Work item:
Could you repeat all of the entries below, character for character?

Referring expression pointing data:

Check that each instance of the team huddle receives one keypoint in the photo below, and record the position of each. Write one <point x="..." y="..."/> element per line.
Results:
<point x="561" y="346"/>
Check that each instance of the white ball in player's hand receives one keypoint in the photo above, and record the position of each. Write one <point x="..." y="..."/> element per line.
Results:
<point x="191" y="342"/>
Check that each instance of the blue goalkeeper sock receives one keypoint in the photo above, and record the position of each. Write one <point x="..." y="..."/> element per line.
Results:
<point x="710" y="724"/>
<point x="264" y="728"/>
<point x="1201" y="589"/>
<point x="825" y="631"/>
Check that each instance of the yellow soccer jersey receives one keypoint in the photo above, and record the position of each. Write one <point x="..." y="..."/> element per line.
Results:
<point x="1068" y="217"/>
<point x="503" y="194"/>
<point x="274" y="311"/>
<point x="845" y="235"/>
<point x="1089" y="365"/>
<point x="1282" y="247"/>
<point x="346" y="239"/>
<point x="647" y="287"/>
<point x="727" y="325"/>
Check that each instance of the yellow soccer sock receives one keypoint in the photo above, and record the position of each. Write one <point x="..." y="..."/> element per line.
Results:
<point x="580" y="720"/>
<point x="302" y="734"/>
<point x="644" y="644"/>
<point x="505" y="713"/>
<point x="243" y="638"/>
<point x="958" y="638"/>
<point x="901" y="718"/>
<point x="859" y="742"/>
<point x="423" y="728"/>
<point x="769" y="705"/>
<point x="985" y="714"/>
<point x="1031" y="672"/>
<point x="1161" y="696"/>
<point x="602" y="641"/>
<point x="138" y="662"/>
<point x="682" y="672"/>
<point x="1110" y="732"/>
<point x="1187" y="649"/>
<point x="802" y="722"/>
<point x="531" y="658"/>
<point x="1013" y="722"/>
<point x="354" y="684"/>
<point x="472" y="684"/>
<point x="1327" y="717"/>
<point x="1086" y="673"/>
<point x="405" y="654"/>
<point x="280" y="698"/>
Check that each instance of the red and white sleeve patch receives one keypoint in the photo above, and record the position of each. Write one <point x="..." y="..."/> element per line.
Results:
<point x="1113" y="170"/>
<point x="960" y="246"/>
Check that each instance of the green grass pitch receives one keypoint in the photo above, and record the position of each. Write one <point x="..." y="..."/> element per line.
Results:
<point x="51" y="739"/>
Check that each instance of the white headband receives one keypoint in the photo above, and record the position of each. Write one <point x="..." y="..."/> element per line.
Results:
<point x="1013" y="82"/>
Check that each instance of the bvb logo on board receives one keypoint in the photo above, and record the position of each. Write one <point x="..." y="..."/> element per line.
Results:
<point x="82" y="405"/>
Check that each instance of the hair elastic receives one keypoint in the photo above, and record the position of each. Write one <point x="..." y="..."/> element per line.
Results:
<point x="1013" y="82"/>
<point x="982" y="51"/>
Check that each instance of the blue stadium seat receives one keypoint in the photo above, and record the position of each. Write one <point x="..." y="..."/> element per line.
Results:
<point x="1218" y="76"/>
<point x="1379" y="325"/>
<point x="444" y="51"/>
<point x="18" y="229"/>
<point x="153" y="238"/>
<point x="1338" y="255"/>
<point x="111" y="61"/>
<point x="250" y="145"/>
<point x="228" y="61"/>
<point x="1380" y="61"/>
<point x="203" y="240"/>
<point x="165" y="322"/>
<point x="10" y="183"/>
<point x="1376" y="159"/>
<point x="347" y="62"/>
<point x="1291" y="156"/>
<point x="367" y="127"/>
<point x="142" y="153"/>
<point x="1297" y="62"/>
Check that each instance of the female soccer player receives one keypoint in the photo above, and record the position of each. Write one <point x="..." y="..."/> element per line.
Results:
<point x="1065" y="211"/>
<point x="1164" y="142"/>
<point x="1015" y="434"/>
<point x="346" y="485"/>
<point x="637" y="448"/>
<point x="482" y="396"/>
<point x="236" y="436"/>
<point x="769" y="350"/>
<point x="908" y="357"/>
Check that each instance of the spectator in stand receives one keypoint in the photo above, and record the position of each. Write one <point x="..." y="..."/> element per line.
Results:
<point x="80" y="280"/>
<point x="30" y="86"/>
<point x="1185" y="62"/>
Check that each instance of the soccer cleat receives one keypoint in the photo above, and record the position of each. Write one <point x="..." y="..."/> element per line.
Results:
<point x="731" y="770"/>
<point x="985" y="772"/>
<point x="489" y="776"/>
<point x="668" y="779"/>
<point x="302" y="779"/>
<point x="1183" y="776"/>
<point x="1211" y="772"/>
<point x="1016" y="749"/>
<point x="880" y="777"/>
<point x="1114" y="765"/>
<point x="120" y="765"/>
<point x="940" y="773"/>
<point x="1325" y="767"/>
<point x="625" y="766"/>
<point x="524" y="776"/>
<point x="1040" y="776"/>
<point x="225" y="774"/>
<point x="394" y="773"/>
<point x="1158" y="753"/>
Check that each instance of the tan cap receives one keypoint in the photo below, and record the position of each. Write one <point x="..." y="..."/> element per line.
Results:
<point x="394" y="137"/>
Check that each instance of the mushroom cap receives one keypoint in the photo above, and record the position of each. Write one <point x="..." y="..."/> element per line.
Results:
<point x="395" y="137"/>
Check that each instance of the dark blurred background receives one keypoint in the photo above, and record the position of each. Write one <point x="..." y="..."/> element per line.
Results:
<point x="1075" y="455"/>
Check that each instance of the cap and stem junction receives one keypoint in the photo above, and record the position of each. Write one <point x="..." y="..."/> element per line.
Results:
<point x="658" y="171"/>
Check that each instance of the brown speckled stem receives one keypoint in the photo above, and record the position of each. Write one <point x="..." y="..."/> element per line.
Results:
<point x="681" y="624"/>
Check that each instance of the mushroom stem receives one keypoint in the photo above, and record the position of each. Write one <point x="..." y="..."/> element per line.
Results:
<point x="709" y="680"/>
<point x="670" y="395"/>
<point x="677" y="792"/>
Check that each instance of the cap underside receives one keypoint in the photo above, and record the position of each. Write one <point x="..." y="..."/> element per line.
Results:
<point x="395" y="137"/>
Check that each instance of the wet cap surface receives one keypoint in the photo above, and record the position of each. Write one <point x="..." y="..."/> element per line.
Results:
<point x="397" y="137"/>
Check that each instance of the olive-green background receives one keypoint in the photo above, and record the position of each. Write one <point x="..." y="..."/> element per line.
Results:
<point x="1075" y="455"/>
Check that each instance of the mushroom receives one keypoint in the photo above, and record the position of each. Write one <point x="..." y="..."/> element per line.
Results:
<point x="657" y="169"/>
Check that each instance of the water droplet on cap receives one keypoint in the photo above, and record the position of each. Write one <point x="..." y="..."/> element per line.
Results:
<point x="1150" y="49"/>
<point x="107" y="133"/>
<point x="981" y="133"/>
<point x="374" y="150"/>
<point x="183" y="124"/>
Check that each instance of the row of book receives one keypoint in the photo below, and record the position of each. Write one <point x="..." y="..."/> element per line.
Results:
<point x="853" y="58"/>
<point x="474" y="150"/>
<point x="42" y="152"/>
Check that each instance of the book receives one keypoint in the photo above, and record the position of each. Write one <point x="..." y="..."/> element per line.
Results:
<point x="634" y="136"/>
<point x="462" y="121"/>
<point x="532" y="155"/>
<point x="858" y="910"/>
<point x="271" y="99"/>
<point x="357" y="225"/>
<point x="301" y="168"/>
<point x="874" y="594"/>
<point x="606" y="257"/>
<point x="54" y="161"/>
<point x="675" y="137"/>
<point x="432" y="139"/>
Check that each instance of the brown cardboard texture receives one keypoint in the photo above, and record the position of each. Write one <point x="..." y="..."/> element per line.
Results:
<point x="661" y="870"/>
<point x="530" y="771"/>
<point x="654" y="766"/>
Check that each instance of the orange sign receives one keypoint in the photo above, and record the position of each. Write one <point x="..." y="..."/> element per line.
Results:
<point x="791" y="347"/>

Written solution:
Check that each instance of the team huddle receives one keypoint in the photo below, and record the position of each. Write one <point x="..." y="..."/> element per line.
Results:
<point x="561" y="346"/>
Check that each instance of the white ball in player's hand receives one keypoint in the photo above, and record the position of each. Write one <point x="..." y="..."/> element per line.
Results:
<point x="191" y="342"/>
Check that each instance of the blue goalkeeper sock receives one keypoint in the photo above, and record the position of each. Write one <point x="..." y="..."/> element per line.
Results:
<point x="710" y="724"/>
<point x="264" y="728"/>
<point x="1201" y="589"/>
<point x="825" y="631"/>
Check that each instance of the yellow soccer jersey receives one keypoint in the photo above, and record the position of each. Write one <point x="..." y="..."/> element per line.
Results:
<point x="1068" y="217"/>
<point x="503" y="194"/>
<point x="274" y="311"/>
<point x="845" y="235"/>
<point x="1089" y="365"/>
<point x="1282" y="247"/>
<point x="346" y="239"/>
<point x="647" y="287"/>
<point x="727" y="325"/>
Check that each instance of the yellow soccer sock receives one keypoint in the photo above, and record the position of each. Write one <point x="..." y="..."/> element per line.
Results:
<point x="580" y="720"/>
<point x="302" y="734"/>
<point x="644" y="644"/>
<point x="505" y="713"/>
<point x="243" y="638"/>
<point x="958" y="638"/>
<point x="901" y="718"/>
<point x="859" y="742"/>
<point x="423" y="728"/>
<point x="769" y="705"/>
<point x="985" y="714"/>
<point x="1031" y="672"/>
<point x="1161" y="696"/>
<point x="602" y="641"/>
<point x="138" y="662"/>
<point x="682" y="672"/>
<point x="1110" y="732"/>
<point x="1187" y="649"/>
<point x="802" y="722"/>
<point x="531" y="658"/>
<point x="1013" y="722"/>
<point x="354" y="684"/>
<point x="472" y="684"/>
<point x="1327" y="717"/>
<point x="1086" y="673"/>
<point x="405" y="654"/>
<point x="280" y="698"/>
Check that each instance of the red and white sleeve patch receives one keypoint in the photo above, and record the position of each. Write one <point x="..." y="..."/> element per line.
Results:
<point x="1113" y="170"/>
<point x="960" y="246"/>
Check that each instance of the green grass pitch receives one keypoint in the photo above, and record the position of each. Write one <point x="..." y="..."/> element per line.
Results:
<point x="51" y="739"/>
Check that each instance of the white headband receives one keypoint in the photo above, and record the position of each. Write one <point x="..." y="..."/> element per line.
Results:
<point x="1013" y="82"/>
Check that each instance of the bvb logo on board receives one keypoint in the photo above, and record the position of each. Write one <point x="..." y="..."/> element per line.
Results:
<point x="82" y="405"/>
Check that each instance of the hair elastic receives one keypoint in the photo above, and record the position of each. Write one <point x="..." y="..."/> element per line.
Results:
<point x="1013" y="82"/>
<point x="982" y="51"/>
Check that each instance of the blue stadium seat receives one keypoint in the photo above, and record the position of each. Write one <point x="..." y="..."/> element per line.
Results:
<point x="1218" y="76"/>
<point x="1379" y="325"/>
<point x="444" y="51"/>
<point x="18" y="229"/>
<point x="153" y="238"/>
<point x="1338" y="255"/>
<point x="111" y="61"/>
<point x="250" y="145"/>
<point x="228" y="61"/>
<point x="1380" y="61"/>
<point x="203" y="240"/>
<point x="165" y="322"/>
<point x="10" y="183"/>
<point x="1376" y="159"/>
<point x="347" y="62"/>
<point x="1291" y="156"/>
<point x="367" y="127"/>
<point x="142" y="153"/>
<point x="1297" y="62"/>
Check that each instance of the female soccer player receives one keypoint in the photo above, and record the position of each. Write one <point x="..." y="..."/> element per line.
Results:
<point x="1065" y="211"/>
<point x="1164" y="142"/>
<point x="1015" y="434"/>
<point x="346" y="485"/>
<point x="637" y="448"/>
<point x="482" y="396"/>
<point x="236" y="436"/>
<point x="769" y="350"/>
<point x="908" y="357"/>
Check that each instance of the spectator in stand receives one keypoint in the photo above, and record the position of each. Write one <point x="..." y="..."/> element per line.
Results:
<point x="80" y="280"/>
<point x="30" y="86"/>
<point x="1185" y="62"/>
Check that each instance of the soccer cleat receives one keypoint in the photo above, and record the position of each. Write one <point x="..." y="..."/> element per line.
Results:
<point x="731" y="770"/>
<point x="985" y="772"/>
<point x="489" y="776"/>
<point x="668" y="779"/>
<point x="302" y="779"/>
<point x="1183" y="776"/>
<point x="1211" y="772"/>
<point x="1016" y="749"/>
<point x="880" y="777"/>
<point x="1114" y="765"/>
<point x="120" y="765"/>
<point x="940" y="773"/>
<point x="1325" y="767"/>
<point x="625" y="766"/>
<point x="524" y="776"/>
<point x="1040" y="776"/>
<point x="225" y="774"/>
<point x="394" y="773"/>
<point x="1158" y="753"/>
Check that each instance of the tan cap receives one keypoint in the photo below, and record the position of each. Write one <point x="..." y="..."/> element per line.
Results:
<point x="394" y="137"/>
Check that each instance of the mushroom cap receives one keypoint in the photo above, and record the position of each. Write one <point x="..." y="..."/> element per line.
Results:
<point x="395" y="137"/>
Check that each instance of the dark blurred background receives one keypoint in the photo above, and record the position of each. Write one <point x="..." y="..."/> element per line.
Results:
<point x="1075" y="455"/>
Check that each instance of the cap and stem junction receives one keypoint in the photo above, and record the position of each. Write one <point x="..." y="..."/> element per line.
Results:
<point x="658" y="171"/>
Check that each instance of the brown speckled stem receives one keypoint in the photo above, and record the position of each. Write one <point x="..." y="..."/> element per line.
Results:
<point x="681" y="624"/>
Check that each instance of the mushroom stem receives one keypoint in the photo above, and record the position of each. Write one <point x="..." y="..."/> element per line.
Results:
<point x="709" y="680"/>
<point x="670" y="395"/>
<point x="677" y="792"/>
Check that each instance of the cap underside receives one keypoint in the photo above, and record the position of each. Write one <point x="..." y="..."/> element per line.
Results:
<point x="395" y="137"/>
Check that each instance of the wet cap surface receives one keypoint in the photo above, and record the position of each. Write one <point x="..." y="..."/> element per line.
Results:
<point x="397" y="137"/>
Check that each instance of the olive-green background receives one keypoint in the photo above, and record the position of each. Write one <point x="..." y="..."/> element per line.
Results:
<point x="1075" y="455"/>
Check that each instance of the mushroom receives one keypoint in the photo above, and record the position of each. Write one <point x="..." y="..."/> element per line.
Results:
<point x="657" y="169"/>
Check that each instance of the water droplet on cap receives one keypoint in the photo above, and record the position of each. Write one <point x="..." y="..."/> element per line.
Results:
<point x="1150" y="49"/>
<point x="107" y="133"/>
<point x="981" y="133"/>
<point x="374" y="150"/>
<point x="183" y="124"/>
Check that each instance of the row of book receives one keypoint in the photo below, and record the position of each. Write one <point x="..." y="..."/> element per line.
Results:
<point x="853" y="58"/>
<point x="474" y="150"/>
<point x="42" y="152"/>
Check that each instance of the book receives one keypoint in the photo above, and record the position of each. Write one <point x="..." y="..."/> element per line.
Results:
<point x="634" y="136"/>
<point x="462" y="121"/>
<point x="532" y="155"/>
<point x="858" y="910"/>
<point x="271" y="99"/>
<point x="357" y="225"/>
<point x="301" y="168"/>
<point x="874" y="594"/>
<point x="606" y="257"/>
<point x="54" y="161"/>
<point x="675" y="137"/>
<point x="432" y="139"/>
Check that each instance of the brown cardboard texture receives one keypoint in the photo above, and record the position of each. Write one <point x="..." y="..."/> element per line.
Results:
<point x="661" y="870"/>
<point x="530" y="771"/>
<point x="654" y="766"/>
Check that each instance of the orange sign receives one keypoint in the photo above, and record the position of each. Write one <point x="..." y="..."/> element per line.
Results:
<point x="791" y="347"/>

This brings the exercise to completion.